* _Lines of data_
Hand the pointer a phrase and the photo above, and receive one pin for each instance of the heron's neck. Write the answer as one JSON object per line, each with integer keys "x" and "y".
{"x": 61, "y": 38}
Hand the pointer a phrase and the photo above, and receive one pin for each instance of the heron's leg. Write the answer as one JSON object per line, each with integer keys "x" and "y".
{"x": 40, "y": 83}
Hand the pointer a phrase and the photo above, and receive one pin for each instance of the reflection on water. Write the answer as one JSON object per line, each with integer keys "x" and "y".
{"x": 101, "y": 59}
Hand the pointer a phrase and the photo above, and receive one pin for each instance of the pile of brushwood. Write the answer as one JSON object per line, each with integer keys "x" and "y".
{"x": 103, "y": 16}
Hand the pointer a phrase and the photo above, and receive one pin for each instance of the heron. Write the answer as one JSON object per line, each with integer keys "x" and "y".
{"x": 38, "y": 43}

* * *

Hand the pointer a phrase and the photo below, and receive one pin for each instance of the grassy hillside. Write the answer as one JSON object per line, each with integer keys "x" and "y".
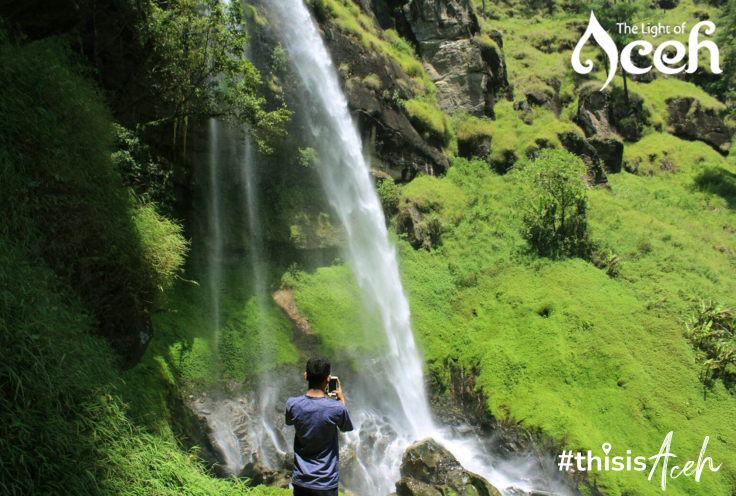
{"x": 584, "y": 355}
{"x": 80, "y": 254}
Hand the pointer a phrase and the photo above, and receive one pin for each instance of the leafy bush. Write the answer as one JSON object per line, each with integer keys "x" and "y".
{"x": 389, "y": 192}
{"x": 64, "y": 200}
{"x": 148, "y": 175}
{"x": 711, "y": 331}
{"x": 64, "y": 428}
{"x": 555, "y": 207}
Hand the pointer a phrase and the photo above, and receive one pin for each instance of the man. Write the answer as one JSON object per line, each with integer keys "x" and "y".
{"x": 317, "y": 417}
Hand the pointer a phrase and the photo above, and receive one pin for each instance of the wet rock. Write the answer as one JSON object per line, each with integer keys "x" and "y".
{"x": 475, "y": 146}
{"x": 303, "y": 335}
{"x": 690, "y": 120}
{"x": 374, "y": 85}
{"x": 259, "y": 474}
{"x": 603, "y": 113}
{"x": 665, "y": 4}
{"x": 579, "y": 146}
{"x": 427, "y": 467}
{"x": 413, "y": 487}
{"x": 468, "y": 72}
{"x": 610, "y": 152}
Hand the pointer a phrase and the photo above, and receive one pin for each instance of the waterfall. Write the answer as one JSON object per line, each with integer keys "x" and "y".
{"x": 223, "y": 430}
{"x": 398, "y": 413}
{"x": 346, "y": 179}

* _Given task_
Pick out each line of the records that contains the word "heron" and copy those lines in full.

* _Task answer_
Hand the pointer a phrase and the photo above, and receive one pin for each instance of the heron's neck. Write the answer as one JSON object per line, each with integer keys "x" and "y".
Hand the pointer a phrase and the photo above, and receive one pin for each instance of the heron's leg. Write the answer as one JSON object per line, each with integer keys "x" and "y".
Hand the pointer a phrase and the photo above, and receive one pin for each instance of the heron. Write the answer as one JSON object per line, each with integer keys "x" and "y".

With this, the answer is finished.